BEGIN Exercise data

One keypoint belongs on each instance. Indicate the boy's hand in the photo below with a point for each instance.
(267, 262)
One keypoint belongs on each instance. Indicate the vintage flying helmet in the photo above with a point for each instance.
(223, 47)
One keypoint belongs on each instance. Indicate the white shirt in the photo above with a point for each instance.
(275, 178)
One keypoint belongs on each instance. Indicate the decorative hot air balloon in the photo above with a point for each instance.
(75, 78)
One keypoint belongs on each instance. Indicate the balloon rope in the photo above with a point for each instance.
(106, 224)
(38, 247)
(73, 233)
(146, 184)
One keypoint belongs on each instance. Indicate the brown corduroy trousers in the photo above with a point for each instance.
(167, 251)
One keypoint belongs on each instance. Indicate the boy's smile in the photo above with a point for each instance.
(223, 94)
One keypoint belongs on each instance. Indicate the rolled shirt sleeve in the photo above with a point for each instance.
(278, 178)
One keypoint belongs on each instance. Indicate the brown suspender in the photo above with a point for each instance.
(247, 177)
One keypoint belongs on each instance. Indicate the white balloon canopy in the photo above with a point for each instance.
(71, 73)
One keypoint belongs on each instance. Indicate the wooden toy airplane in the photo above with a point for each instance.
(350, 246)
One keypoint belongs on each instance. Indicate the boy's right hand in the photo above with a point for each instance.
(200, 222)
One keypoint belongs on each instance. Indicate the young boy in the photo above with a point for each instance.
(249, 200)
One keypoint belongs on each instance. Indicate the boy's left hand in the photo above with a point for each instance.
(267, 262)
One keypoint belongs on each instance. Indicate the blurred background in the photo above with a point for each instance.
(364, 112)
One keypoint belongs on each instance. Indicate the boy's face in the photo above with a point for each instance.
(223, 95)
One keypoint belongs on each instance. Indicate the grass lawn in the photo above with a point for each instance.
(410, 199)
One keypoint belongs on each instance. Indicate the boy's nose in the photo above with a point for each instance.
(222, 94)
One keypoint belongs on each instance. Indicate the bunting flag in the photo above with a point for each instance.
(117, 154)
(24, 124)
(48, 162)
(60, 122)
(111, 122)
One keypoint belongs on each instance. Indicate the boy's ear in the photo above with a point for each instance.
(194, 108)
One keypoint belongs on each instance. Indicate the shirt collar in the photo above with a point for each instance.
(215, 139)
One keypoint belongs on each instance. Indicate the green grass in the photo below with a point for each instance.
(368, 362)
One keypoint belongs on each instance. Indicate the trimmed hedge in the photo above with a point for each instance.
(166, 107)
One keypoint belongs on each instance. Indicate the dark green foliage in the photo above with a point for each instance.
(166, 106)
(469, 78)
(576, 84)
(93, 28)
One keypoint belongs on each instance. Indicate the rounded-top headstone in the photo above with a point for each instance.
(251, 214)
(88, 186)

END Exercise data

Task goal: Your answer should be the full set of records above, restated exactly.

Exercise answer:
One keypoint belongs on each instance. Indicate the boy's hand in the photo below with a point for each instance.
(267, 262)
One keypoint belongs on each instance. Indicate the vintage flying helmet in the photo above with a point for each instance.
(223, 47)
One keypoint belongs on each instance. Indicate the white shirt in the photo above with a point for each instance.
(275, 178)
One keypoint belongs on each instance. Indicate the decorative hot air balloon in the photo above with a point for each instance.
(75, 78)
One keypoint belongs on each instance. Indicate the balloon rope in the photo above with a point for each instance.
(106, 224)
(38, 247)
(73, 233)
(146, 184)
One keypoint belongs on each instance. Indicate the brown corduroy trousers in the photo above with a point for each instance.
(167, 251)
One keypoint belongs on each instance. Indicate the boy's smile in the photo above with a point for each instance.
(223, 94)
One keypoint belongs on each instance. Indicate the rolled shirt sleeve in the photo above with a point for each instance.
(278, 178)
One keypoint belongs on each instance. Indicate the brown suspender in the photo above with a point for each instance.
(247, 177)
One keypoint belongs on each instance. Indicate the white balloon canopy in the photo above with a point for each instance.
(71, 73)
One keypoint belongs on each instance. Indicate the wooden toy airplane in the photo above with a point for each instance.
(350, 246)
One keypoint belongs on each instance. Indicate the boy's right hand in the photo above with a point for each instance.
(200, 222)
One keypoint belongs on each instance. Indicate the young boy in the photo above with a point for each instance.
(249, 200)
One keypoint belongs on each instance. Indicate the boy's left hand in the photo above with a point for each instance.
(267, 262)
One keypoint belongs on each instance. Indicate the blurred background in the photo above with a point for each instance.
(364, 112)
One keypoint belongs on each instance. Indicate the boy's face in the photo above with a point for each instance.
(223, 95)
One keypoint belongs on each instance. Indicate the grass lawn in the photo above with a point for each instance.
(410, 199)
One keypoint belongs on each instance. Indicate the boy's nose in the photo above with a point for each instance.
(222, 94)
One keypoint belongs on each instance. Indicate the bunting flag in the photo above with a point for each instance.
(117, 154)
(24, 124)
(48, 162)
(60, 122)
(111, 122)
One keypoint belongs on each instance. Indicate the boy's ear in the photo above with a point for each instance.
(194, 108)
One keypoint belongs on each instance. Indicate the shirt collar in the photo above with a point for each instance.
(215, 139)
One keypoint belongs on each instance. Indicate the green grass in the photo below with a point for each instance.
(368, 362)
One keypoint belongs on each instance. Indicate the trimmed hedge in the photo above with a point for each instance.
(166, 107)
One keypoint belongs on each instance. Indicate the dark green foliage in the photo above with a point for each instance.
(166, 106)
(469, 78)
(576, 84)
(93, 28)
One keypoint belongs on each instance. Indicate the rounded-top headstone in the photo above with a point for each instance.
(251, 214)
(88, 186)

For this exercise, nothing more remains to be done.